======== EXCERPT TO READ

Skip to main content

Math algorithms in Java

10 replies [Last post]
kirillcool
Offline
Joined: 2004-11-17

Among one of the things that have been bothering me about Java's libraries is a complete lack of any mathematical packages. I'm not talking about BigInteger or BigDecimal, or even not about hyperbolic trigonometric functions (that took amazing 10 years to make it into JDK). I'm talking about matrix, linear algebra and related packages.

If you take a look at a scientific community, it has not been an avid adopter of the Java technology (besides the ubiquitous multi-threading examples). There are many reasons which are essentially distilled to a single point - Java has no systematically based and tested mathematical packages.

The majority of the scientific community write in C++, MatLab and (believe it or not) Fortran :O. The later one has such an extensive algorithmic database, that most of the modern algorithms are based on this code (using an equivalent of JNI to access it). Try to write a sparse-matrix linear equation solver in Java - it doesn't even has a sparse matrix package. Well, for this matter it doesn't even have a dense matrix package.

Of course, the algorithms are not simple, but neither XML or NIO. This has been really hurting Java in the academic community: it has nothing to do with the assumption that Java runs way too slow for them. They have nothing to base their work on. I've implemented an image-processing package in Java, i had to implement everything from the beginning (including a lot of JUnit tests).

There are a lot of packages out there (like Jama or MTJ). Some of them use native libraries :(, some of them are way too slow for practical purposes :(, some of them offer only a limited number of functions. Comparing that with the code base for MatLab or Fortran - and you have a definite loser.

This is not really a suggestion for JSR or JCP, just a thought on one of the bigger holes in a vast span of issues covered by the current Java standard libraries :)

Reply viewing options

Select your preferred way to display the comments and click "Save settings" to activate your changes.
jwenting
Offline
Joined: 2003-12-02

> Bjorn, regarding your remarks:
>
> The main disadvantage of the existing packages (say,
> Colt, Jama and MTJ) is that they try to accomplish
> similar goals without laying down a common ground of
> data structures, algorithms or API. Take a look at
> the
In other words, anything anyone might ever need should be part of the core API...
Or maybe just anything that you might ever need???

>
> Of course, LAPACK or BLAS are not a part of standard
> C++ or Fortran. However, this is because the standard
> for these two languages is a compiler that can
> understand the syntax and a very limited set of
> auxiliary libraries. Java set out from the beginning

No, it's because they were designed so people could write their own libraries and use those provided by others.

================
======== INFORMATION PROVIDED

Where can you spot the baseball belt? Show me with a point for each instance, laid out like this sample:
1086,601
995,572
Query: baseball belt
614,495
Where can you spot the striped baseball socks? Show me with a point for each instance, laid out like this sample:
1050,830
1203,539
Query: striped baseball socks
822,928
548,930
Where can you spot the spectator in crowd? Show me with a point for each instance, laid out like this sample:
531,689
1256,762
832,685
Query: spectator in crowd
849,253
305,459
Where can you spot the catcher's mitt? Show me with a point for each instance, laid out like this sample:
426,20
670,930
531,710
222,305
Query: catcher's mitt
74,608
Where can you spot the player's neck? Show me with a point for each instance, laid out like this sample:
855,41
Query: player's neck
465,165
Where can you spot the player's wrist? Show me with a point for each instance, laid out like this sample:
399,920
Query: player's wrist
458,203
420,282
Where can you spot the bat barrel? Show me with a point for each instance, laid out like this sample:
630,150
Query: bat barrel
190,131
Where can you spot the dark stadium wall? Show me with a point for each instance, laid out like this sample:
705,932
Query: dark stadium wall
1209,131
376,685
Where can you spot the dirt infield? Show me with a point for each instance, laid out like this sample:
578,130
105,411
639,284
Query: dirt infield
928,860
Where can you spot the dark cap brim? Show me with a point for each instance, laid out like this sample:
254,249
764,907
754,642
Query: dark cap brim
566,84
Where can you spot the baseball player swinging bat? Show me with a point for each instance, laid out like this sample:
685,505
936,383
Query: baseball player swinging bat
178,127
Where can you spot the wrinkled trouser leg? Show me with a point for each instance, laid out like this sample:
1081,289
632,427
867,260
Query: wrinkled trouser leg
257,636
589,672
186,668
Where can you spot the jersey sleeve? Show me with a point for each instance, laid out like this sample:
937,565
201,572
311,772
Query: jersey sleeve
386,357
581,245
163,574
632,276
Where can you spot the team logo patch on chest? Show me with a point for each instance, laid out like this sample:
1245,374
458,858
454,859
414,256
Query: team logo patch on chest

================

◆ EXERCISE BRIEF
Pick up the forum thread about math libraries in Java after its last line and continue it.

◆ RESULT BELOW
And so is Java, in fact Java supports that even more in that it's compatible without recompilation with libraries created on completely different hardware and OS platforms.

> common tasks (and far beyond). Look at all the
> advanced core packages for 2D and 3D graphics,
> XML-related technologies and so on. Of course there

Which IMO shouldn't be there and originally weren't...

> are tens of "competing" technologies for XML (like
> JDOM, XOM, ...), but i personally prefer to use
> (sometimes) clumsier SAX and DOM parsers (via factory
> of course) of JDK than to bundle third-party
> packages.
>
That's your choice, don't force it on the world.

> And why can't we reuse the API of BLAS from the
> Fortran community. If it took them 10 years to come
> up with it, there's no need to reinvent the wheel,
> just to implement it using Java's design patterns.
>
Go ahead, implement it in Java and make it available.
Don't scream murder because Sun doesn't do it for you and saddle us all with a hundred megabytes of extra code and documentation to download.

>
> To conclude - it is my opinion that packages that are
> not part of Java core are not tested well (just
> because they are not used widely enough). In

And why should Sun invest the resources to implement and test something that noone except you will afterwards use?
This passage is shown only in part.